As I was reviewing these articles about women being better at investing than men, the common theme that appeared over and over again was that men were simply overconfident in their investing prowess. LouAnn Lofton, the author of Warren Buffett Invests Like A Girl and You Should Too, says men are looking for hot stock tips to get the quick win, and then to talk about it. We’ve seen this quite a bit in the past. This is of course anecdotal, but I’ve never had a case where a female client said, “What’s the next hot stock pick? What’s the next Google? What’s the next Microsoft?” It’s always our male clients that want the “get rich quick” investments. These investments tend to be a recipe for disaster when trying to build wealth long-term, especially in retirement distribution planning.

> How to complete this task
Rewrite the investing passage starting at "As I was reviewing" and ending at "retirement distribution planning.", substituting "too confident" for "overconfident".

Dataset entries:
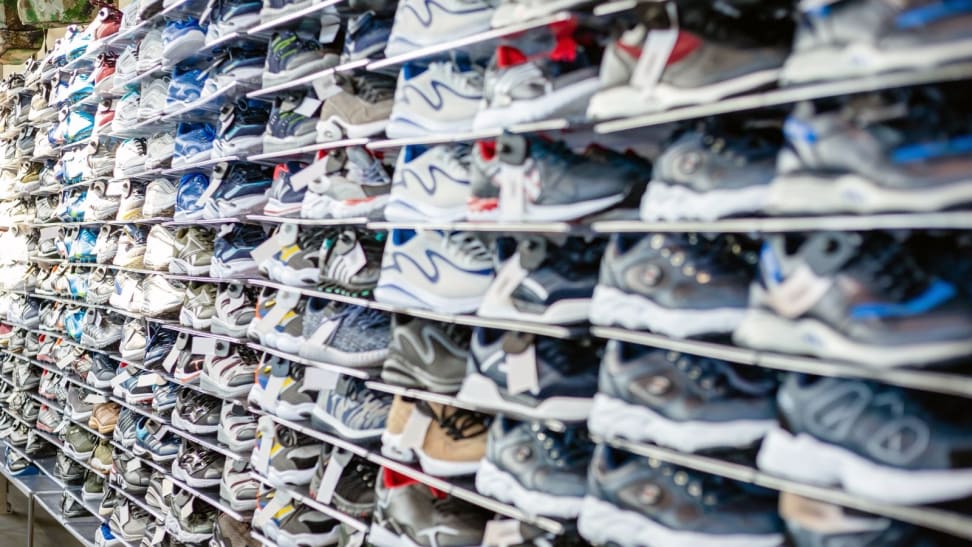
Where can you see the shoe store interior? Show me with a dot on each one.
(500, 273)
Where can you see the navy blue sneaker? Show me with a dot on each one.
(241, 126)
(367, 36)
(191, 188)
(876, 441)
(640, 501)
(540, 471)
(242, 189)
(856, 297)
(566, 375)
(682, 401)
(284, 200)
(231, 252)
(291, 56)
(185, 87)
(193, 144)
(287, 128)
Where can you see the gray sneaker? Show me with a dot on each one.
(865, 37)
(673, 284)
(359, 340)
(351, 410)
(683, 401)
(407, 511)
(636, 501)
(426, 354)
(712, 174)
(869, 156)
(540, 471)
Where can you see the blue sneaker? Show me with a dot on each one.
(194, 143)
(367, 36)
(242, 190)
(284, 200)
(241, 127)
(288, 129)
(182, 39)
(185, 87)
(633, 500)
(191, 188)
(232, 16)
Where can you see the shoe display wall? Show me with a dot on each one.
(303, 273)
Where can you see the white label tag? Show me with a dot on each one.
(305, 176)
(203, 346)
(318, 379)
(512, 203)
(308, 107)
(521, 370)
(326, 86)
(509, 277)
(502, 533)
(116, 188)
(332, 473)
(415, 428)
(265, 250)
(657, 49)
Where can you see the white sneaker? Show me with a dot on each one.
(442, 98)
(443, 271)
(421, 24)
(430, 184)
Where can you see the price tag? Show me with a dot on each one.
(203, 346)
(332, 473)
(318, 379)
(415, 428)
(521, 370)
(308, 107)
(305, 176)
(502, 533)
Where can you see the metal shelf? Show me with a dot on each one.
(928, 517)
(926, 380)
(785, 96)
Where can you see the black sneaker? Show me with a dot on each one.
(674, 284)
(856, 297)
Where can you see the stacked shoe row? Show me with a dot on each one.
(292, 335)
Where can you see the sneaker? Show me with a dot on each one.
(409, 511)
(522, 87)
(429, 184)
(849, 159)
(182, 38)
(420, 27)
(360, 110)
(351, 410)
(717, 510)
(537, 470)
(291, 55)
(894, 38)
(566, 376)
(241, 127)
(555, 283)
(193, 144)
(643, 396)
(843, 268)
(426, 354)
(457, 88)
(465, 271)
(711, 276)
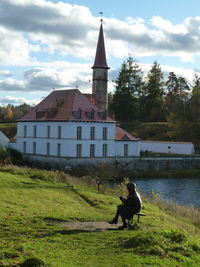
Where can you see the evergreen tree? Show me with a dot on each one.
(153, 101)
(8, 113)
(125, 103)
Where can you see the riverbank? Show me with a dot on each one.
(35, 205)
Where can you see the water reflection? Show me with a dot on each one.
(184, 191)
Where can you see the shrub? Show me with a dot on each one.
(5, 157)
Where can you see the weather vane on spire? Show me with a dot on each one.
(101, 13)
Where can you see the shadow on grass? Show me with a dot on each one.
(60, 232)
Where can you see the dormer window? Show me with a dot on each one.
(59, 102)
(77, 114)
(103, 115)
(40, 113)
(51, 112)
(90, 114)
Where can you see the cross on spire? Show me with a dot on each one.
(101, 13)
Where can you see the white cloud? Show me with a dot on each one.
(34, 26)
(5, 73)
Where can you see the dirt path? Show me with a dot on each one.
(89, 226)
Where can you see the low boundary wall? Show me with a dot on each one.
(135, 163)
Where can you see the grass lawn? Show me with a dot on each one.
(30, 207)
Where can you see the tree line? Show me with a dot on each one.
(151, 98)
(11, 113)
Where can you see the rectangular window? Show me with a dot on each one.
(125, 150)
(78, 150)
(92, 150)
(59, 132)
(92, 133)
(105, 150)
(79, 133)
(48, 149)
(34, 131)
(48, 131)
(58, 150)
(24, 146)
(105, 130)
(34, 147)
(25, 130)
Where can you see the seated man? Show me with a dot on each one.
(130, 206)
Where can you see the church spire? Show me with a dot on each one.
(100, 58)
(100, 74)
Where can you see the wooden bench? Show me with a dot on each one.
(139, 214)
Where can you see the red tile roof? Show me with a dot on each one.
(65, 105)
(100, 58)
(122, 135)
(166, 142)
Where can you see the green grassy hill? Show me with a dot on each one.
(30, 208)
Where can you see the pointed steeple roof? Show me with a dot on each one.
(100, 58)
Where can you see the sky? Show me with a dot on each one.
(47, 45)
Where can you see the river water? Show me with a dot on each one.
(184, 191)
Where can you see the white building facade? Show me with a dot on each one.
(69, 125)
(184, 148)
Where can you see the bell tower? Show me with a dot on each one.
(100, 74)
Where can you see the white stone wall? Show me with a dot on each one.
(68, 140)
(133, 148)
(3, 140)
(167, 147)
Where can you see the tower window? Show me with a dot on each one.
(24, 146)
(105, 133)
(79, 133)
(48, 131)
(92, 150)
(34, 131)
(25, 130)
(125, 150)
(92, 133)
(78, 150)
(34, 147)
(58, 150)
(104, 150)
(48, 149)
(59, 132)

> Response
As I was reviewing these articles about women being better at investing than men, the common theme that appeared over and over again was that men were simply too confident in their investing prowess. LouAnn Lofton, the author of Warren Buffett Invests Like A Girl and You Should Too, says men are looking for hot stock tips to get the quick win, and then to talk about it. We’ve seen this quite a bit in the past. This is of course anecdotal, but I’ve never had a case where a female client said, “What’s the next hot stock pick? What’s the next Google? What’s the next Microsoft?” It’s always our male clients that want the “get rich quick” investments. These investments tend to be a recipe for disaster when trying to build wealth long-term, especially in retirement distribution planning.